== What you are asked to do ==
Which lines in the records below contain the string "black" with matching case? Copy each of those lines in full.

::::::::

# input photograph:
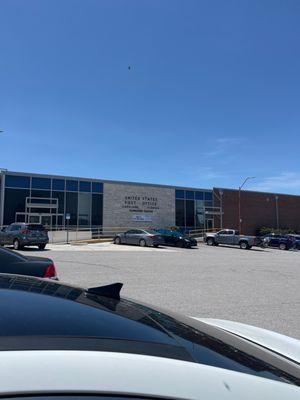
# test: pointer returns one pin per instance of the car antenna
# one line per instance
(112, 291)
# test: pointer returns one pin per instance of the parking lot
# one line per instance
(258, 286)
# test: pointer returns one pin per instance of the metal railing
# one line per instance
(199, 233)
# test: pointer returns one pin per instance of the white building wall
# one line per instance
(130, 205)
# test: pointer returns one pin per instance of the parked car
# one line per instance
(142, 237)
(230, 237)
(283, 242)
(20, 234)
(296, 241)
(176, 238)
(76, 342)
(15, 263)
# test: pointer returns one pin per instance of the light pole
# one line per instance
(277, 213)
(240, 189)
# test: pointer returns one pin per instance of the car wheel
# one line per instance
(143, 243)
(16, 244)
(117, 240)
(244, 245)
(282, 246)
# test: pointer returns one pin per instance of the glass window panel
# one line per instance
(14, 202)
(190, 213)
(199, 213)
(97, 187)
(72, 185)
(179, 194)
(199, 195)
(97, 209)
(84, 213)
(40, 193)
(17, 181)
(61, 201)
(180, 214)
(208, 204)
(84, 186)
(189, 194)
(72, 207)
(41, 183)
(58, 184)
(208, 195)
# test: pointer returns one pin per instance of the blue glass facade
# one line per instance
(47, 200)
(192, 209)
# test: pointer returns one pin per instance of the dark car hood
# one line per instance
(40, 259)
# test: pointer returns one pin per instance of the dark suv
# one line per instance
(283, 242)
(20, 234)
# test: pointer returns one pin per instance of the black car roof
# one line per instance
(37, 314)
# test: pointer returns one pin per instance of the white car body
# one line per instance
(284, 345)
(87, 372)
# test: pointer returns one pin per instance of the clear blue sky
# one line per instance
(212, 95)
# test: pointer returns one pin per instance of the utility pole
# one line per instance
(240, 190)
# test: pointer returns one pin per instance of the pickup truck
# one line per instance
(230, 237)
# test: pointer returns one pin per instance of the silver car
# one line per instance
(20, 234)
(141, 237)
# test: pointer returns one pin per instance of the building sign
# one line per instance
(142, 218)
(141, 204)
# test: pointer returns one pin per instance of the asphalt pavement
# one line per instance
(258, 286)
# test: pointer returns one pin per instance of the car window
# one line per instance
(35, 227)
(15, 227)
(7, 255)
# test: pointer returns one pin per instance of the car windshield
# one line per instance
(83, 318)
(36, 227)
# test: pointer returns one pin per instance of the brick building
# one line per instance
(89, 203)
(258, 209)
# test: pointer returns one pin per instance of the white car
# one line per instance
(64, 342)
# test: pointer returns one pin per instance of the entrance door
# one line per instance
(46, 220)
(209, 224)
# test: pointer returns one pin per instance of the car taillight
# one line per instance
(50, 271)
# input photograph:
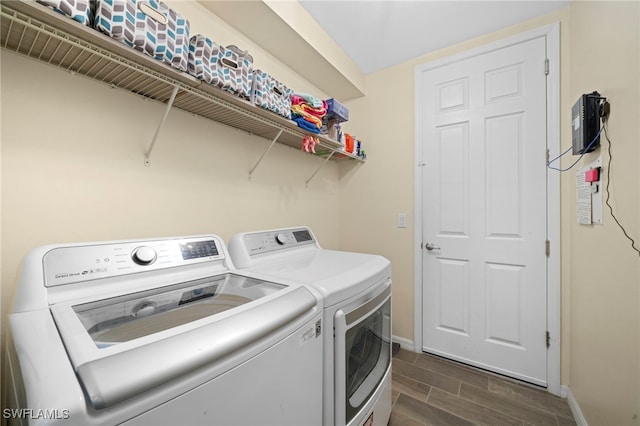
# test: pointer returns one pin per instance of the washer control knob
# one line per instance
(144, 255)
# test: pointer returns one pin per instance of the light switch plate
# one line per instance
(402, 220)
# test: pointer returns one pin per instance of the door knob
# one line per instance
(430, 246)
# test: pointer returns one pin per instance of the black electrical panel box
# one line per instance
(585, 115)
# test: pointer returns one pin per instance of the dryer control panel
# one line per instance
(77, 263)
(243, 246)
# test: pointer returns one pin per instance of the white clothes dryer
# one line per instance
(160, 331)
(356, 288)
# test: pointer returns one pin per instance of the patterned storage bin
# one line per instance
(149, 26)
(78, 10)
(226, 67)
(269, 93)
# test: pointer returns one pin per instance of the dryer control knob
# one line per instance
(144, 255)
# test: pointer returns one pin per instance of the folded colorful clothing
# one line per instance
(311, 100)
(304, 124)
(299, 110)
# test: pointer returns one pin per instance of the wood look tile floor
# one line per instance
(429, 390)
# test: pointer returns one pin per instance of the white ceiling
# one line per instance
(377, 34)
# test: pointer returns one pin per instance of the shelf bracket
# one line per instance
(253, 169)
(147, 155)
(318, 169)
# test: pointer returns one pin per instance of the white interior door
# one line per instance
(484, 288)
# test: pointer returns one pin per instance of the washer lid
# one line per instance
(121, 347)
(124, 318)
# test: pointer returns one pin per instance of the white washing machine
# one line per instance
(356, 289)
(160, 331)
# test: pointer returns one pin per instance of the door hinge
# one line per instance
(546, 66)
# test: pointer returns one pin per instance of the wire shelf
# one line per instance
(38, 32)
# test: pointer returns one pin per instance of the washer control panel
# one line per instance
(280, 239)
(71, 264)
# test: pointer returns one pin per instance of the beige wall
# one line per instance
(72, 164)
(600, 279)
(605, 321)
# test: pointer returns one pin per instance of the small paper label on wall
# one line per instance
(583, 192)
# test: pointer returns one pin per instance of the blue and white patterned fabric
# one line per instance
(270, 94)
(78, 10)
(148, 26)
(228, 68)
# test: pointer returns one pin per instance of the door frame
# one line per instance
(552, 35)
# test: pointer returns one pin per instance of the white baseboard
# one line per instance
(404, 343)
(574, 406)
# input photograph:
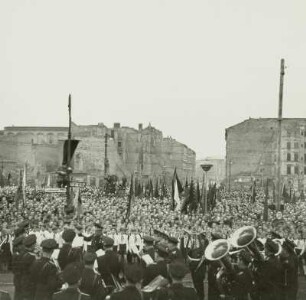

::::::::

== Answer in full ==
# test: pointer returns one pin per instance of the black car roof
# test: pointer returns one pin per instance of the black electrical panel box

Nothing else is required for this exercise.